— BEGIN —

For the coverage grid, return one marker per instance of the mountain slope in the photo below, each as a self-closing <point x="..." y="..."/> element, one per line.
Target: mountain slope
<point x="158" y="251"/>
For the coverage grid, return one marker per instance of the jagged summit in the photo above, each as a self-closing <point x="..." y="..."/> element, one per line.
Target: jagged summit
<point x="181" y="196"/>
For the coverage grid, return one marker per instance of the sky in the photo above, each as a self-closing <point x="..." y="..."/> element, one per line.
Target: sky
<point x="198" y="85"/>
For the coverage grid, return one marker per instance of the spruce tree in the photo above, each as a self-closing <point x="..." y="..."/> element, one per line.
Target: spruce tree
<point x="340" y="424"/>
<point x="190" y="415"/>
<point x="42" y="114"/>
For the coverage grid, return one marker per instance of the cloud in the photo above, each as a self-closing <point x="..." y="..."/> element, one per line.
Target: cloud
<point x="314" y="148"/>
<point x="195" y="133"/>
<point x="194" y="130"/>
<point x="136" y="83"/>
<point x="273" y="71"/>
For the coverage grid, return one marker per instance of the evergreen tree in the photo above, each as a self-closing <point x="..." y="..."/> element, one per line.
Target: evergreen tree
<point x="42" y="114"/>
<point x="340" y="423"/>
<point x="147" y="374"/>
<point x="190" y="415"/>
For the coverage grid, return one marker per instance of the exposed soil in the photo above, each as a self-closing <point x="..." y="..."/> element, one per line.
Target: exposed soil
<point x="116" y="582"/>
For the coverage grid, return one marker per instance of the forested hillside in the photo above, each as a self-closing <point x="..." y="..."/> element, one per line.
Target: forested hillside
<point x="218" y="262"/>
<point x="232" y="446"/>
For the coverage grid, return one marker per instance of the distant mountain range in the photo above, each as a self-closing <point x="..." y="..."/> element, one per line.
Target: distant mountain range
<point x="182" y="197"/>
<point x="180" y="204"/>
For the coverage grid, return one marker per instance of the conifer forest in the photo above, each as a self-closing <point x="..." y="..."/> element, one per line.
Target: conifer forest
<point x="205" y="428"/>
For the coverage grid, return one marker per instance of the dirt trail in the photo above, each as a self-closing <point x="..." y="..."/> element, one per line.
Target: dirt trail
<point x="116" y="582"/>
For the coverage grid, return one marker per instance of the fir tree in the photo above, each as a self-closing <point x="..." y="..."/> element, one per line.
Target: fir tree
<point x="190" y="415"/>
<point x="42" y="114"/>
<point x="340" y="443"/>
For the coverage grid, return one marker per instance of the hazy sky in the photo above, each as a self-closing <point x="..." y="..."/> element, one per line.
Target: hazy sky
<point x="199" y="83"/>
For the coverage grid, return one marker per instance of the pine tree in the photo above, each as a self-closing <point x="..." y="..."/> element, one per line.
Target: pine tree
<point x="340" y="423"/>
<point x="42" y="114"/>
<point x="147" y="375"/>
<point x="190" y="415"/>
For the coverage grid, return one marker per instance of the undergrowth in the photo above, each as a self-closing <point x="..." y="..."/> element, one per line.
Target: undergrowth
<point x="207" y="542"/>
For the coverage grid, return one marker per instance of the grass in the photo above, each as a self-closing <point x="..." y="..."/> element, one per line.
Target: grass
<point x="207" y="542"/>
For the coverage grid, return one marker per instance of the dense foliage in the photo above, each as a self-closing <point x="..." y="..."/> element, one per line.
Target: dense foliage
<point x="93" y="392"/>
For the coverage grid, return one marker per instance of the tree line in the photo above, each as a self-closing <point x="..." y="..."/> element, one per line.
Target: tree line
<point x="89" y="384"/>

— END —

DIRECTIONS FOR THIS TASK ▸
Leave out every line before the one containing "of the undergrowth"; set down that line and all remaining lines of the material exactly.

FINISHED EXERCISE ▸
For the coverage grid, return one marker per instance of the undergrowth in the photo above, each as a self-closing <point x="..." y="..."/> element, one per line.
Target: undergrowth
<point x="207" y="542"/>
For the coverage grid, return one marker per instance of the grass in the photo above, each as a self-closing <point x="..." y="..."/> element, one per line.
Target: grass
<point x="207" y="542"/>
For the coverage grid, return one marker per instance of the dense foliage in the photo above, each as a self-closing <point x="..." y="..."/> element, one per line.
Target: dense foliage
<point x="93" y="392"/>
For the coverage grid, return one marker per instance of the tree line in the photo above, each as a self-closing <point x="..." y="..."/> element, one per line.
Target: tree line
<point x="89" y="384"/>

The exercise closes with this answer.